Labeled-object pointing entries:
※ ※ ※
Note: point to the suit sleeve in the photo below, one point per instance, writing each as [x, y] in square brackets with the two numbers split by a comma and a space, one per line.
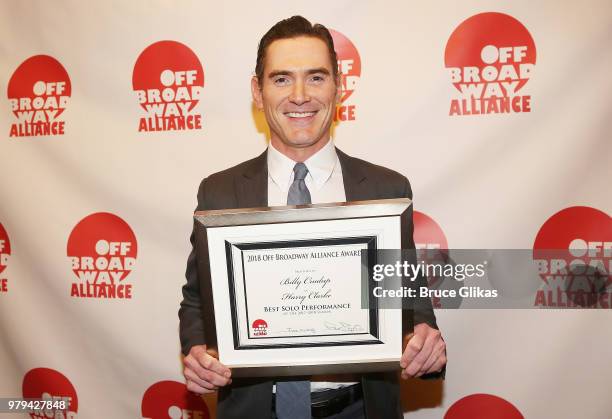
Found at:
[191, 322]
[423, 310]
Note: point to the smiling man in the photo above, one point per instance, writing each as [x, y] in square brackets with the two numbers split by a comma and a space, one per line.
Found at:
[297, 86]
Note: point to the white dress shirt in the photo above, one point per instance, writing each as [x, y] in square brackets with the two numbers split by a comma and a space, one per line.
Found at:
[325, 184]
[324, 178]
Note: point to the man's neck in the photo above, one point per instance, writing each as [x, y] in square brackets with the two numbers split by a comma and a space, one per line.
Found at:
[299, 154]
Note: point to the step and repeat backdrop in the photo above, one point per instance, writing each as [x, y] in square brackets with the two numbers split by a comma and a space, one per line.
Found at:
[112, 112]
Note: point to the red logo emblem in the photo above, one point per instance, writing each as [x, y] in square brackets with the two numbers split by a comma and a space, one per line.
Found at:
[168, 80]
[48, 384]
[490, 57]
[483, 406]
[172, 400]
[5, 252]
[38, 92]
[260, 327]
[102, 250]
[427, 233]
[573, 253]
[349, 65]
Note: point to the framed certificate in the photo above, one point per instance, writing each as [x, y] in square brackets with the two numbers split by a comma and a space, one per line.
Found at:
※ ※ ※
→ EXERCISE DETAILS: Duplicate every line of the records above word for word, omitting the pictures from your answer.

→ FINAL RESULT:
Note: point to the suit sleeve in the photo below, one point per instance, writing each as [x, y] in square brackets with the two numbers split by a comma and a space, one per line.
Found at:
[191, 322]
[423, 310]
Note: point to the smiling man in the photo above, one point per instance, writing each as [x, y] in square brackets with the two numbers split by a comma and a space, one per line.
Found at:
[297, 86]
Note: point to the white dress shirt in the photo above, one point per instance, writing each as [x, y] in square brackets with the two numbers split by a comma and a space, one per line.
Found at:
[325, 184]
[324, 178]
Note: point to the man's neck in the photo above, one point per instance, writing each as [x, y] in square brackets with the two numbers split by a comma and a space, one per line.
Found at:
[299, 154]
Note: point to the step and repeat backdrop in the photo above, one point per instance, writing each as [x, y] in square brackets with the two numbers split by a comma and a space, one per line.
Found at:
[112, 112]
Note: point to the red logo emblem in the photo above, one point per instance, writing each as [x, y] in square brackets with the two numbers split by a comma and a space, one per line.
Found at:
[168, 80]
[48, 384]
[490, 57]
[483, 406]
[172, 400]
[5, 252]
[38, 92]
[260, 327]
[102, 250]
[427, 233]
[573, 253]
[349, 65]
Note: point to the framed certificate in the photo above, one point per instance, writing each as [x, y] in square brackets with the two numbers split by a comma and a space, one per line.
Found at:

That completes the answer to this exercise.